--- START OF SELECTED PASSAGE ---

Broadcasting, both radio and TV, is the most reliable
communications service during emergencies, the National Association of
Broadcasters told the FCC on Monday in comments on the robustness of 911
service after the "Derecho" storms that pounded the D.C. area and
other parts of the East Coast in late June.
"Despite the growth of cable, satellite and the
Internet, broadcasting continues to be the primary means of communicating with
the public before and after disasters," NAB said. It told the FCC that
when access to cable or the Internet "falter" due to power outages,
broadcasters can still be on the air and accessible via batter-operated
receivers. Broadcasters also argued their service gas the built-in redundancy
most stations have generators and back-up equipment, and that its
"one-to-many" architecture makes it more robust than other platforms.

--- END OF SELECTED PASSAGE ---

TASKS TO PERFORM:
[1] In the records, change "bare tree" to "leafless tree" in the stretch from the line containing "Objective — locate the bare" through the line containing "Target: bare tree". Leave everything else unchanged, and return only those lines.
[2] Write what comes next in the news text about broadcasters' comments to the FCC on emergency communications, starting right after its final sentence.

--- START OF RECORDS PROVIDED ---

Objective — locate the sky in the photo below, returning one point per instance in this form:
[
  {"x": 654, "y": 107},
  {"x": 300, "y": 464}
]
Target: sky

--- END OF RECORDS PROVIDED ---
--- START OF RECORDS PROVIDED ---

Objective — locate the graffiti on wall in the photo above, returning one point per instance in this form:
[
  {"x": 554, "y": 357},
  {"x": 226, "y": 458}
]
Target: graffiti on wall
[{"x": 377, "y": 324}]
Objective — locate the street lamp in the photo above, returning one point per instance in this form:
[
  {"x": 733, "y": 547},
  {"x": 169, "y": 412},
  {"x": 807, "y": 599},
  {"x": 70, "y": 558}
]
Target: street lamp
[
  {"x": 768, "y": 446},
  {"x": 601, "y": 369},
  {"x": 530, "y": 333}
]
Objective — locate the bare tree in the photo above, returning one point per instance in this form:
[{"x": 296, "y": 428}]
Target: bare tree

--- END OF RECORDS PROVIDED ---

ANSWERS GIVEN:
[1]
Objective — locate the leafless tree in the photo above, returning one point per instance in this form:
[{"x": 296, "y": 428}]
Target: leafless tree

[2]
NAB cited the storms as only the most recent example of the
robustness and redundancy of broadcasts of detailed emergency info. It also
used the comments to ask the FCC to encourage wireless carriers to given
consumers better info on what mobile devices have active FM chips that allow
those phones to be broadcast receivers as well. NAB has long complained that
though the majority of those devices have an FM chip for Bluetooth, most not
been activated for radio reception.
"It is time to seriously consider steps needed to
improve consumer access to free, over-the-air radio via smartphones and other
mobile devices," NAB said. It also talked about the value of mobile DTV in
providing emergency info.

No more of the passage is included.